### [PASAJE CITADO]
○ ○ ○ ○ ○

Esta situación fue posible, en parte, por el equilibrio alcanzado entre las potencias externas y sus proxis6 y por la táctica seguida por Rusia de aislar en enclaves periféricos a la oposición siria, lo que paradójicamente facilitó su empoderamiento al convertirlos en actores territoriales autónomos cuasi-estatales. Además de ello, con las fallidas “líneas rojas” de Obama en 2013 y el desenganche estratégico de Trump cuatro años después, Estados Unidos dejó un vacío que rápidamente fue cubierto por Rusia, que vio en la Guerra Siria su ventana de oportunidad para recuperar su influencia en la región y visibilizar su oposición a cambios de régimen surgidos de revueltas que podían resonar a las revoluciones de los colores que amenazaron con minar su influencia en Ucrania o Georgia. El decidido apoyo que Putin proporcionó a al-Assad durante la guerra civil siria brindó a Moscú una enorme influencia política, convirtiéndolo en el garante de la estabilidad y afianzando su presencia física en el país levantino, cuestión fundamental para equilibrar la influencia de su rival turco. La presencia rusa se plasmaría con las bases de Tartus y Khmeimim (Latakia), fundamentales para proyectarse en los mares Mediterráneo y Rojo, disponer de una cabeza de puente en Oriente Medio y África o generar una potencial zona Anti-Acceso/Denegación de Área (A2/AD) en el Mediterráneo Oriental7.

○ ○ ○ ○ ○

### [MATERIAL PROPORCIONADO]
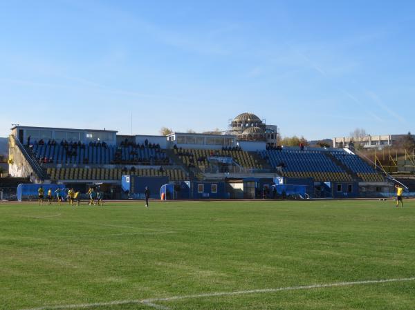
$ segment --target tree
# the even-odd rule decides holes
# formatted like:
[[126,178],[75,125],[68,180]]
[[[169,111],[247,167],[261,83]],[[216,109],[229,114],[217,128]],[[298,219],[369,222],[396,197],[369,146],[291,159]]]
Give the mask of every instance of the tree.
[[172,128],[167,127],[162,127],[158,132],[161,135],[169,135],[171,133],[173,133]]
[[319,146],[320,148],[329,148],[330,147],[330,144],[323,140],[318,141],[316,144],[317,146]]
[[296,135],[284,137],[280,141],[280,144],[285,146],[298,146],[300,143],[302,143],[304,146],[308,145],[308,142],[303,136],[301,136],[301,137],[298,137]]
[[399,147],[405,148],[410,153],[414,153],[414,149],[415,148],[415,139],[414,139],[414,136],[409,131],[408,132],[407,135],[399,138],[397,144]]
[[355,148],[360,149],[363,147],[365,137],[367,137],[367,133],[363,128],[356,128],[353,131],[350,133],[350,137],[354,142]]

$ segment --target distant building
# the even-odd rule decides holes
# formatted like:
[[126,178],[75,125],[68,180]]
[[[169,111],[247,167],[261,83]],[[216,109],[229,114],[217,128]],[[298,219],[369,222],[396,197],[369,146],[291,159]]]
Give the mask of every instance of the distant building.
[[278,127],[267,125],[253,113],[241,113],[230,122],[228,135],[237,137],[241,142],[264,142],[270,146],[277,146]]
[[[352,137],[338,137],[333,139],[333,146],[335,148],[347,148],[349,143],[353,141],[355,144],[362,144],[365,148],[382,148],[385,146],[391,146],[400,138],[407,135],[379,135],[353,138]],[[415,138],[415,135],[412,135]]]

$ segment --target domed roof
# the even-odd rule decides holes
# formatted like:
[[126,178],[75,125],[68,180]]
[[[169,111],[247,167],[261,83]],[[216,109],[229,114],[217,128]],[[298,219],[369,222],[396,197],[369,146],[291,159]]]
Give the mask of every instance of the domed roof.
[[264,134],[264,129],[259,127],[248,127],[243,130],[243,135],[252,135],[253,133],[261,133]]
[[233,122],[238,123],[242,122],[261,122],[261,119],[253,113],[241,113],[237,116]]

○ ○ ○ ○ ○

### [ENUNCIADO]
Según el pasaje sobre la guerra siria, ¿en qué bases se concretó la presencia rusa en Siria?

### [RESPUESTA CORRECTA]
En las bases de Tartus y Khmeimim (Latakia).